Source data ▸
━━━━
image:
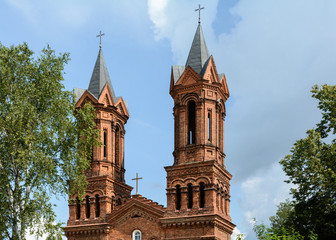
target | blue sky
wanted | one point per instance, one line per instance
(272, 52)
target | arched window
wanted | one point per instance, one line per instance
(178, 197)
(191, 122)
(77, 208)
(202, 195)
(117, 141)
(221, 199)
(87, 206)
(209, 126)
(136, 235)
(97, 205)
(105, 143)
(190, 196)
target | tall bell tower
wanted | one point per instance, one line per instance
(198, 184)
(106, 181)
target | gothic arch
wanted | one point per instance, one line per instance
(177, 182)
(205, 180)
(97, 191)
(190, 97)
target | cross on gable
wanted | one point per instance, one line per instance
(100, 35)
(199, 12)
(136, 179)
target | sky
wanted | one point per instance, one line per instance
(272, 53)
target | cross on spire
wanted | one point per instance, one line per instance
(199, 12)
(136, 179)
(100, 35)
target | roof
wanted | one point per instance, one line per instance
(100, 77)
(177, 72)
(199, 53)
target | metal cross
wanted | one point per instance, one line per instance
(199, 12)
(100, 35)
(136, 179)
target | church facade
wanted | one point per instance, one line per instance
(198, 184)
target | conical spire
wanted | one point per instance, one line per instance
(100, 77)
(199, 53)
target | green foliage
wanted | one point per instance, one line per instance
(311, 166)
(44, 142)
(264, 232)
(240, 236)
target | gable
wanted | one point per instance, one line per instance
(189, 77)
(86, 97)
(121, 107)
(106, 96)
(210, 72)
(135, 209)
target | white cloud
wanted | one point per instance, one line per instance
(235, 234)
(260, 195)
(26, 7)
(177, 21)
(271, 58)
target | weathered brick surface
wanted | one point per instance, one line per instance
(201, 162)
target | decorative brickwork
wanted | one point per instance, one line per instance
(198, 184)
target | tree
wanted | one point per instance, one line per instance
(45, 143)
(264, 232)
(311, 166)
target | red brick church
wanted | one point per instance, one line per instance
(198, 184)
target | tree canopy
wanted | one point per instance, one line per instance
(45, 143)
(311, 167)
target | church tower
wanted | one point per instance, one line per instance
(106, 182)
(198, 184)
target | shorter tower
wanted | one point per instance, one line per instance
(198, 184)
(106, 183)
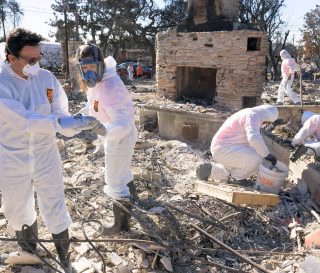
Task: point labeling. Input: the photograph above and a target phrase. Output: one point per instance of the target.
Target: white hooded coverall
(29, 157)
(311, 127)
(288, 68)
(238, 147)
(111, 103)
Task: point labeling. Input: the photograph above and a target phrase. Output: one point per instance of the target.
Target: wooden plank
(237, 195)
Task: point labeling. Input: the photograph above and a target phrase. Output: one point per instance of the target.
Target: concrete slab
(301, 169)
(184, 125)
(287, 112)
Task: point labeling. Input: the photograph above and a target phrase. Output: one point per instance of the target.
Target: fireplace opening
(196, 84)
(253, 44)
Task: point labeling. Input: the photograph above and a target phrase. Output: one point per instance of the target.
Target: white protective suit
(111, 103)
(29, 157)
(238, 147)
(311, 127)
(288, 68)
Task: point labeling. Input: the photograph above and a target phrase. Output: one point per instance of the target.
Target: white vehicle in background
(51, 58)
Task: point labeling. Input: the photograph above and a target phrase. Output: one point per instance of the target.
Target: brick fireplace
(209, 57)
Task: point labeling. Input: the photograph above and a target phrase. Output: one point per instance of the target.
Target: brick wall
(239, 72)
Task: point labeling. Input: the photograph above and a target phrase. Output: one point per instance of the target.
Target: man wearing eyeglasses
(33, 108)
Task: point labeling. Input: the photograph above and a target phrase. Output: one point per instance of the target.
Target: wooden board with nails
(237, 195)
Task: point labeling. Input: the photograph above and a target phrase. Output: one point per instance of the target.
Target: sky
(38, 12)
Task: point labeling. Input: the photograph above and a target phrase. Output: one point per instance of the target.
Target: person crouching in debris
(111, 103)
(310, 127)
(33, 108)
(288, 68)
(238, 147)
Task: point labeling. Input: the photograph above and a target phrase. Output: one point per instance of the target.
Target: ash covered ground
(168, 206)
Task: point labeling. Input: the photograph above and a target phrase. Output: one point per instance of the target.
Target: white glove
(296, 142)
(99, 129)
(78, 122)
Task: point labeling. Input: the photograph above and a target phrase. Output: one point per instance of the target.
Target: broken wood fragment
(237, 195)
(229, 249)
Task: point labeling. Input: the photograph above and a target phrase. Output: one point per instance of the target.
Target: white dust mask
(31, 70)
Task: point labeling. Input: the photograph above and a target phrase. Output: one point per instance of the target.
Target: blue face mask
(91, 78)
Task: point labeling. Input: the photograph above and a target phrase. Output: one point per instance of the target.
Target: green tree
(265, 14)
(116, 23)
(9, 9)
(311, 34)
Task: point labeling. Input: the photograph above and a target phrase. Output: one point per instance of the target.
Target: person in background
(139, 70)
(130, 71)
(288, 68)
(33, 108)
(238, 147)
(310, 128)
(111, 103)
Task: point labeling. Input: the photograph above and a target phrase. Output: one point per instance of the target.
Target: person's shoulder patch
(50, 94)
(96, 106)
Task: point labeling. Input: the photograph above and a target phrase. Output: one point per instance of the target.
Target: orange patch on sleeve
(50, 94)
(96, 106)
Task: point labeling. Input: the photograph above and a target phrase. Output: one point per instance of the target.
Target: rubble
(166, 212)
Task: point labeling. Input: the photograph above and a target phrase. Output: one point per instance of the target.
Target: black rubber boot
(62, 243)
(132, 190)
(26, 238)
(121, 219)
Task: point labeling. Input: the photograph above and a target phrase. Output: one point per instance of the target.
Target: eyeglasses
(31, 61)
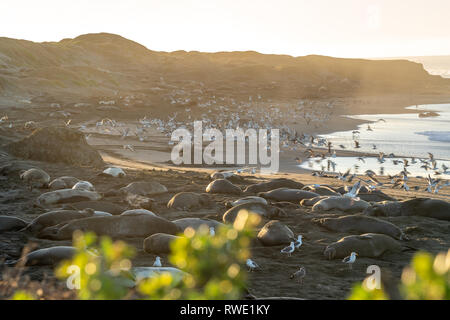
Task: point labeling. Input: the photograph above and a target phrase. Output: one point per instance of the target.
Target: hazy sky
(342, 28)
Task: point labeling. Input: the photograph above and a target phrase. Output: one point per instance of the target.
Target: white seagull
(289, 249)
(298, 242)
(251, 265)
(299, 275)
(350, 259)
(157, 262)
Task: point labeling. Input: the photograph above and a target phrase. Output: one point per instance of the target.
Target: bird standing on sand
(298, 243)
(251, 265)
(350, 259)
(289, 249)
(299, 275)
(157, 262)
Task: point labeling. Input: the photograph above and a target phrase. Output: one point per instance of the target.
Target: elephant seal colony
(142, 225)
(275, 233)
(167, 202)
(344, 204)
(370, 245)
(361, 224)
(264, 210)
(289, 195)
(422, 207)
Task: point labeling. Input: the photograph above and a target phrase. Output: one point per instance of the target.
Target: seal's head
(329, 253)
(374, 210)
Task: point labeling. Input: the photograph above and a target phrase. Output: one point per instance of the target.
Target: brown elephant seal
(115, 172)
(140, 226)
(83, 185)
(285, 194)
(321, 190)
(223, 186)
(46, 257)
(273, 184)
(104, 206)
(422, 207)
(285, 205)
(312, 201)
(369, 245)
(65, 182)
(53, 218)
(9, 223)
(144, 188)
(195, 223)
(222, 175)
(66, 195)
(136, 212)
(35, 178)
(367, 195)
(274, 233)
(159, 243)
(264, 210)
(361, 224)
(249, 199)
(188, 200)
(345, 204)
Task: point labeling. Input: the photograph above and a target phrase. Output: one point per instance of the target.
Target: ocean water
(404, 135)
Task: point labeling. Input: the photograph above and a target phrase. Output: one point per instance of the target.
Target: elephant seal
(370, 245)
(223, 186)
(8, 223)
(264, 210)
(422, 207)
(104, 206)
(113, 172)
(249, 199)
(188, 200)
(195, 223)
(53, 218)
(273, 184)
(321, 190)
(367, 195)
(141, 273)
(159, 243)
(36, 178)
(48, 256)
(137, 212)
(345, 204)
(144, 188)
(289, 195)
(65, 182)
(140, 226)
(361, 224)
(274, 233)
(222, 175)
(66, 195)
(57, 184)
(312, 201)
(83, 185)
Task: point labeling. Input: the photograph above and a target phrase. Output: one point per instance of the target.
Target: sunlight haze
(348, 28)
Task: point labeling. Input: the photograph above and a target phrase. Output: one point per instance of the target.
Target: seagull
━━━━
Task prompt ▸ For each line in the data above that contains the string "cross", extract the line.

Result for this exercise ▸
target | cross on gable
target | cross on spire
target | metal cross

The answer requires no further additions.